:: Görev ::
Hüzün üzerine yazıdaki "Birileri hep bir şeyleri terk edip duruyorlar." cümlesi İngilizceye nasıl çevrilir?

===== Metin Parçası =====

Bir boşluk doğar ya yaşamınızda,
Hüzün çöktü içime. Pazardan beri içim boşalmasın diye de basıyorum ruhumun gazına. Pes etmek kitabımda yazmadığı için. Pes etmekle ölmeyi bir tuttuğum için. Pes etmekle yaşama sırtımı dönmeyi bir gördüğüm için.

Amma,
O hüzün tüm çabalarıma rağmen baki kaldı içimde günlerdir.

Sene başında Atatürk’ün ismine sahip çıkalım diye ayaklandığımızda yüzlerle binlerle insan bizde varız dediklerinde, haydi hep beraber dedikten,
Sonra,

Anıt Kabir’de sadece on yirmi kişi bir araya gelebildiğimizde de,
Yine aynı hüzün basmıştı içimi.

Galiba pes etmesem de,
Kabullenmek lazım artık insanların ‘bizden bu kadar’ tavırlarını. Beklememek lazım bundan çok daha öte çabaları çalışmaları öz verileri. Daha da vermeye niyetli olan yok çünkü. Verenlerin sayıları da yeterli değil arzu edilen hedefe doğru.

Kimi şehri terk ediyor zaten. Kimi memleketi. Kimi mahallesini. Kimi bugüne kadar sarıldığı ideolojileri. Kimi seviyorum dediklerini. Kimi düşüncelerini. Kimi tavırlarını.
Birileri hep bir şeyleri terk edip duruyorlar. Terk etmek en kolayıdır da o yüzden.

Ne göçmüş be.
Bitmedi tükenmedi göçler bir türlü. Hala göçüyor toplum. Ya fiziken ya da manen. Ya düşüncelerden ya duygulardan ya inançlardan ya ideolojilerden. Hatta aklın yolundan bile göçmeye hazır insanların toplumunda yaşıyoruz hep beraber.

Kalmaya niyetli olan da çıkmayınca ısrarcı,
Ruhen çöküyor bir toplum. Sosyolojik olarak çöküyor. Çöke göçe yaşamaya da devam ediyor insanlar. Alıştılar iyice. Alışmışlardı da zaten.

Kalana da kalmaya niyetli olana da hayretle bakıp,
Salak mı bu diye de düşünüyorlardır her halde.

Neyin uğruna diye.
İnançlarım düşüncelerim ideolojilerim duygularım hayata bakışım yaşam felsefem dediğinde de,

Bunların hiç biri karnın doyurmaz deniyor.
Doğru. Doyurmuyor.

Aç amma kendin gibi mi yaşamak istiyorsun?
Tok,

Amma sana uygun görülen yaşamı diye de hiç mi hiç sorgulamıyorlar kendilerini kendi kendilerine. Sorgulamadıkça da karınlarının tok olduğu her bir günü kar hanelerine yazıp kıvrılıp uyuyorlar yataklarında. Yetiyor onlar için. Bana yetmiyor. Mesele burada zaten.
Hüsranla hüzün nedense iç içe son günlerde.

Belki yalnızlık hisside var içinde.
Tek başınalıkta.

Patrona şükür ki sevmek yetimi henüz kaybetmediğimden ve de hala sevebildiğimden de hala ayaktayım dimdik.

===== Kayıtlardan Alıntılar =====

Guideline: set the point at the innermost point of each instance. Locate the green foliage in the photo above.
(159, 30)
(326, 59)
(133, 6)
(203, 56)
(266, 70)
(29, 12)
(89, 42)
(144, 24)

=====

:: Görev Sonucu ::
Some people are forever leaving things behind.